● DEINE AUFGABE
Schreib den Text über das Minarett-Verbot in der Schweiz nach seinem letzten Satz weiter.

● VORLIEGENDER TEXT
※ ※ ※

04.12.2009
Die Bürger in der Schweiz haben darüber abgestimmt, ob in ihrem Land künftig so genannte Minarette gebaut werden dürfen. Diese Bauwerke sind zu Moscheen zugehörige Türme, von denen die Muslime zum gemeinsamen Gebet gerufen werden. Mehr als die Hälfte der Wähler, die an der Volksabstimmung teilnahmen, haben sich für ein Bauverbot ausgesprochen. Das Ergebnis hat in der ganzen Welt für heftige Diskussionen gesorgt. Nicht nur für Muslime ist das Minarett-Verbot ein Angriff auf die Religionsfreiheit. Kritiker sehen in der Entscheidung Vorurteile vieler Schweizer gegenüber dem Islam oder sogar rassistische Tendenzen.
"Der Bau von Minaretten ist verboten." Um diesen Satz in Artikel 72 Absatz 3 soll die Schweizer Bundesverfassung verändert werden. Dafür hat sich am 29. November die Mehrheit der Schweizer Bürger ausgesprochen. Sie wollen also, dass in ihrem Land künftig keine Minarette mehr gebaut werden dürfen. Bei diesen Gebäuden handelt es sich um Türme, die zu einer Moschee gehören. Moscheen sind für die Muslime (auch "Moslems"), die Glaubensanhänger des Islams, ein zentraler und wichtiger Ort, an dem sie ihre Religion ausüben können, indem sie beispielsweise gemeinsam beten.

※ ※ ※

[Einträge aus einer Sammlung von Punktmarkierungen]

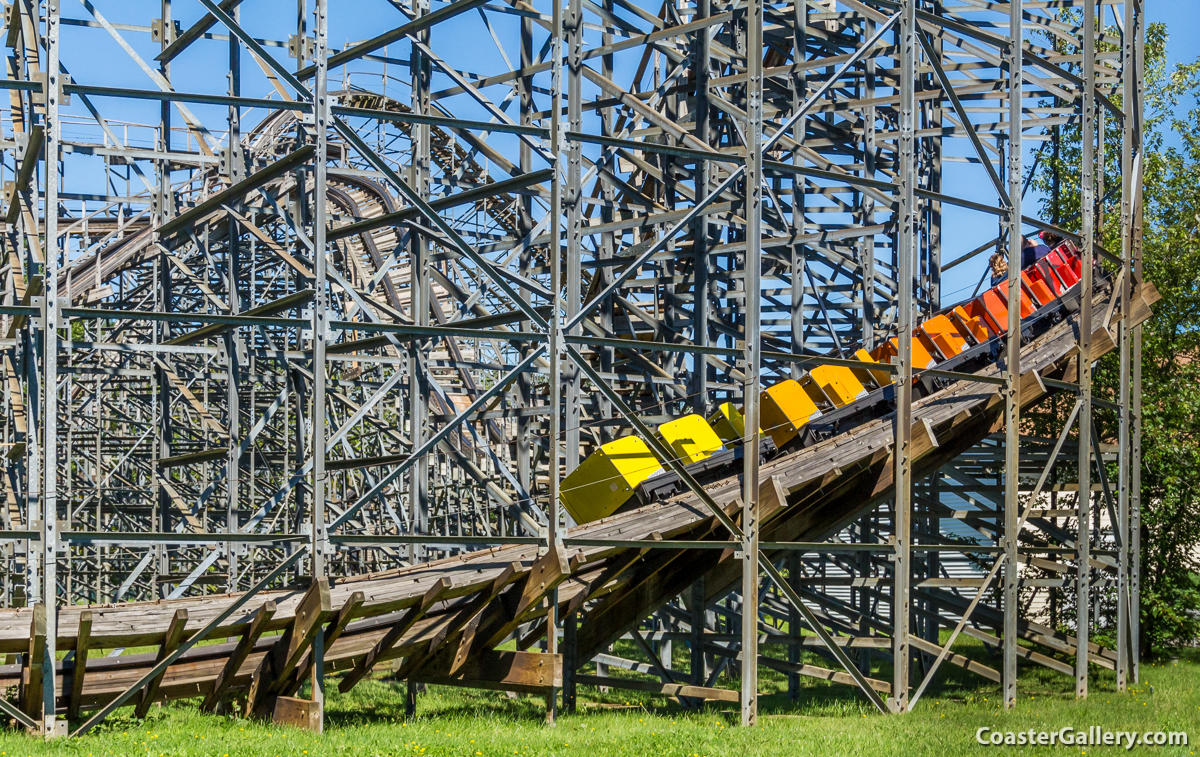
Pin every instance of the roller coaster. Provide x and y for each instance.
(435, 361)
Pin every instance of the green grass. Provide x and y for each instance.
(828, 720)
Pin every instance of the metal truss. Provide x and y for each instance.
(271, 302)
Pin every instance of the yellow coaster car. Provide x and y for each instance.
(606, 479)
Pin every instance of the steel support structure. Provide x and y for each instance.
(373, 305)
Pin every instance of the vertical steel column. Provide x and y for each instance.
(49, 530)
(1131, 158)
(753, 367)
(1087, 210)
(906, 248)
(557, 344)
(574, 198)
(419, 287)
(700, 227)
(1135, 28)
(1013, 356)
(318, 548)
(233, 283)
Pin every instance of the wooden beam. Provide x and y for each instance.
(281, 660)
(333, 632)
(813, 671)
(238, 656)
(174, 635)
(671, 690)
(395, 634)
(450, 634)
(528, 672)
(298, 299)
(83, 642)
(31, 672)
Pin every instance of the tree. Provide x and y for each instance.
(1170, 472)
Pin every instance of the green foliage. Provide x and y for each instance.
(831, 719)
(1170, 474)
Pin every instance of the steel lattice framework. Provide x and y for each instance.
(351, 310)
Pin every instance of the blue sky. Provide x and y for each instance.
(101, 61)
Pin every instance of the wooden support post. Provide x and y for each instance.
(570, 638)
(174, 636)
(83, 641)
(411, 698)
(455, 630)
(31, 674)
(238, 656)
(285, 655)
(331, 635)
(432, 596)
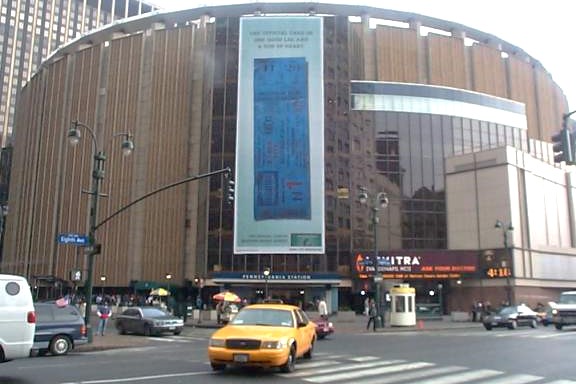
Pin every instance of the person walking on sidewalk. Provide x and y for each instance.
(103, 313)
(323, 309)
(372, 314)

※ ※ ※

● ANTWORT DAZU
Der Begriff Moschee leitet sich von der arabischen Bezeichnung "masjid" ab, was "Ort, an dem man zum Gebet niederfällt" bedeutet. Zu den täglichen fünf Gebeten, die jeweils zu bestimmten Uhrzeiten abgehaltenen werden, wird traditionell vom Ausrufer, dem Muezzin, gerufen. Im christlichen Glauben ist es das Geläut des Glockenturms einer Kirche, mit dem zum Gottesdienst aufgerufen wird - und im Islam ist es der Muezzin, der vom Minarett aus ruft. Der Begriff Minarett stammt von der arabischen Bezeichnung "manâr" oder "minâra", was "Leuchtturm" bedeutet, sowie von dem Begriff "ma'dhana", was soviel heißt wie "Ort, von dem man den Gebetsruf erschallen lässt".
Der Stein des Anstoßes
In den letzten Jahrzehnten ist der Islam zur stärksten nicht-christlichen Religionsgemeinschaft in der Schweiz angewachsen. Heutzutage gibt es dort bereits rund 400.000 Islam-Gläubige - das sind etwa fünf Prozent der schweizerischen Bevölkerung. Schon in den sechziger und siebziger Jahren wurden mehrere Moscheen in der Schweiz gebaut. Bisher gibt es in dort vier Minarette, und für zwei weitere liegen Bauanträge vor.
Doch warum wollen viele Schweizer keine weiteren Minarette? Neben der Funktion als Wahrzeichen einer Moschee verwendete man das Minarett früher auch als Wachturm, und Einige sehen darin ein Symbol von Macht. Mit seinem pfeilförmigen Turm und seiner Höhe sticht das Minarett aus dem Stadtbild heraus und kann schon von Weitem - wie ein Kirchturm - gesehen werden. Das höchste Minarett der Welt befindet sich in Casablanca. Es ist 210 Meter hoch und gehört zur Moschee König Hassan II. Darüber hinaus befinden sich in der iranischen Hauptstadt Teheran derzeit zwei weitere hohe Minarette in Bau. Nach Fertigstellung sollen sie 230 Meter hoch sein.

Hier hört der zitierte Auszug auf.